**PAGE EXCERPT:**
•••••

Perhaps it’s worth recalling that in the Gospel the sworn enemies Pontius Pilate and Herod made friends in order to crucify Jesus. One hopes that the prophetic Cupitt will keep the radical nature of faith alive in the Church of the Kingdom which may yet emerge from the wreckage of institutional Churchianity.
I found Is Nothing Sacred? a valuable and important addition to my knowledge and appreciation of Cupitt. I have found Cupitt’s writings enormously influential in the development and maturation of my own faith. Unlike Cupitt I am prepared to be open (most days) to a faith in a transcendent God beyond the god of human imagination and creativity to which humans can relate as I/Thou. I certainly believe that Cupitt deserves to be more widely read in an Australia. More and more people are struggling to find a way through a post modern world where the old nostalgia often peddled by political and religious leaders seems less and less convincing and where the void of loss leads many to nihilist despair. Cupitt also speaks powerfully to the condition of many post Christians and post theists who still want to value the transformative potential of religion without God. He challenges those who want to escape into Harry Potter fantasies where the truth is out there somewhere waiting to be decoded, delivered by Santa or downloaded from the Internet.

•••••

**WHAT IS NEEDED:** Copy the passage on Cupitt word for word, from "Perhaps it’s worth" to "of institutional Churchianity.".

•••••

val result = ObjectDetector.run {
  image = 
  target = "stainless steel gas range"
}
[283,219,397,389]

•••••

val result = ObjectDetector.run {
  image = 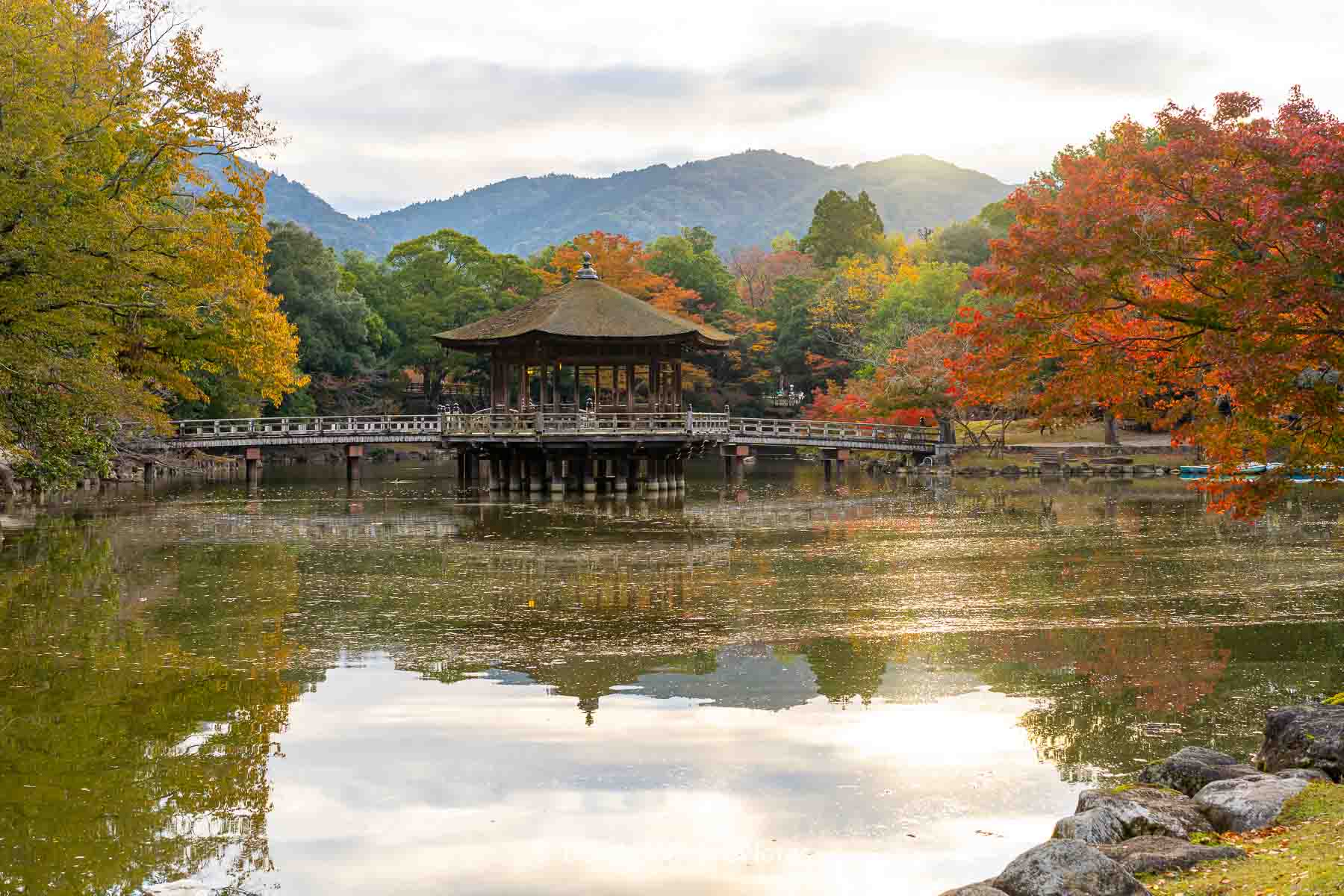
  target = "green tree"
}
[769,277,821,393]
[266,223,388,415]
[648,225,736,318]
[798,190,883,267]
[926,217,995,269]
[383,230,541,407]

•••••

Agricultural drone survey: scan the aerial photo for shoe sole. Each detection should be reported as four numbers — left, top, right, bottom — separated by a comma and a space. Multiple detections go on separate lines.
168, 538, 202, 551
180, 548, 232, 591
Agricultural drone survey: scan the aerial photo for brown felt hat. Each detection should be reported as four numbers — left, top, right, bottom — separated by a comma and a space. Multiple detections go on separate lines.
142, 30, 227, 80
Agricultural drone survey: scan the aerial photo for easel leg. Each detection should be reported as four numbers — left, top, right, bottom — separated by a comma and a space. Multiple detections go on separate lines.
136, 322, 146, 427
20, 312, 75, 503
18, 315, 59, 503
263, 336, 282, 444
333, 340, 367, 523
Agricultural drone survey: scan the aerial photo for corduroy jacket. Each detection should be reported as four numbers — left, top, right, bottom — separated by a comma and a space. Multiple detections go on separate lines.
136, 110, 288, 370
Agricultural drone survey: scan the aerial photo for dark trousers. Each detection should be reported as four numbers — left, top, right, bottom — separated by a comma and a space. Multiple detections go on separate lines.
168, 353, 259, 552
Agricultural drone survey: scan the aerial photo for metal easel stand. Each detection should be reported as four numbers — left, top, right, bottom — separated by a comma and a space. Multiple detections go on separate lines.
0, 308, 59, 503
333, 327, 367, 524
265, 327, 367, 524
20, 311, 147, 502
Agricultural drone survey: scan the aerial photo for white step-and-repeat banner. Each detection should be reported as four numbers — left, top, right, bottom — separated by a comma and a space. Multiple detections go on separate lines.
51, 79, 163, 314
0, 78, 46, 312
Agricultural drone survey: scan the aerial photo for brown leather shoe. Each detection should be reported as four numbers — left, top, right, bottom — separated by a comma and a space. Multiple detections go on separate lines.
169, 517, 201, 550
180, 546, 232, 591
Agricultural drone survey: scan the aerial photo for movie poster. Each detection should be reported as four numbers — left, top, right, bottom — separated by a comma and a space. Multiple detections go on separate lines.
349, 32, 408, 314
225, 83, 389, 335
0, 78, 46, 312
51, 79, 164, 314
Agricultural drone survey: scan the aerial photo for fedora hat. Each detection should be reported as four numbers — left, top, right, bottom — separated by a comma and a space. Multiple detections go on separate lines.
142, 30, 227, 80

•••••

**ANSWER SECTION:**
Perhaps it’s worth recalling that in the Gospel the sworn enemies Pontius Pilate and Herod made friends in order to crucify Jesus. One hopes that the prophetic Cupitt will keep the radical nature of faith alive in the Church of the Kingdom which may yet emerge from the wreckage of institutional Churchianity.